Recorded data:
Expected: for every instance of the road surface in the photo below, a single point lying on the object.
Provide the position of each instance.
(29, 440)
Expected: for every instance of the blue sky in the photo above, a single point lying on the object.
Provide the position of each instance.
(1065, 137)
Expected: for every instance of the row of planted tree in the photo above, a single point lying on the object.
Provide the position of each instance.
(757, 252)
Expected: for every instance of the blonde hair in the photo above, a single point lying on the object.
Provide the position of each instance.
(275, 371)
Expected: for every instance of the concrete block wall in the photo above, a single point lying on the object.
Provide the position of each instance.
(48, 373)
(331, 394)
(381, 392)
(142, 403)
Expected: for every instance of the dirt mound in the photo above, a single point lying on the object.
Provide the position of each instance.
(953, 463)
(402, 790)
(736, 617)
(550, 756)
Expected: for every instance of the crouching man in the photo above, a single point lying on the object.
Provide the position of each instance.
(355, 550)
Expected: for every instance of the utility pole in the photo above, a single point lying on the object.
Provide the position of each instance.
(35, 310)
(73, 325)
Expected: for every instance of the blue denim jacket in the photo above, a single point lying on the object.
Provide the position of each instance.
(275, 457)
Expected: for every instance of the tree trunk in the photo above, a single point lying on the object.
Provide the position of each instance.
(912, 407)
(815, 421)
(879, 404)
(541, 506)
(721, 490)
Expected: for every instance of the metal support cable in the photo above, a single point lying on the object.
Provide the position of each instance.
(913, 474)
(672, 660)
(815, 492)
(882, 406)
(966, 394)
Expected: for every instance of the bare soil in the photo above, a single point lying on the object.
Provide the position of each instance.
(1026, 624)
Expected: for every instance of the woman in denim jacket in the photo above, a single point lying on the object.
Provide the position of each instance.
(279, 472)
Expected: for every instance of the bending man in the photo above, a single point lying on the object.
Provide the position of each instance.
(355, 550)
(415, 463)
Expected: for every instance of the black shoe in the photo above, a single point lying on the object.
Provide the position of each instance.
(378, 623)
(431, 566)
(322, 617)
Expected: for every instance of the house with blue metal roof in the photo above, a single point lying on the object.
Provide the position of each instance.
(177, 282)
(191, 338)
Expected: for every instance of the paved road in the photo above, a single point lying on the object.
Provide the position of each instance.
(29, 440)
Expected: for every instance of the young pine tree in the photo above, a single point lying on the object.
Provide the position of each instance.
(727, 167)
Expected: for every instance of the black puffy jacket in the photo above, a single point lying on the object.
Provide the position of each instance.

| EXERCISE REQUIREMENTS |
Copy down every line of the entries containing the word "black".

| TASK RESULT |
Expected: for every instance of the black shoe in the photo above, a single point lying on the object.
Expected: for every instance of the black puffy jacket in the photo above, a single point lying on the object.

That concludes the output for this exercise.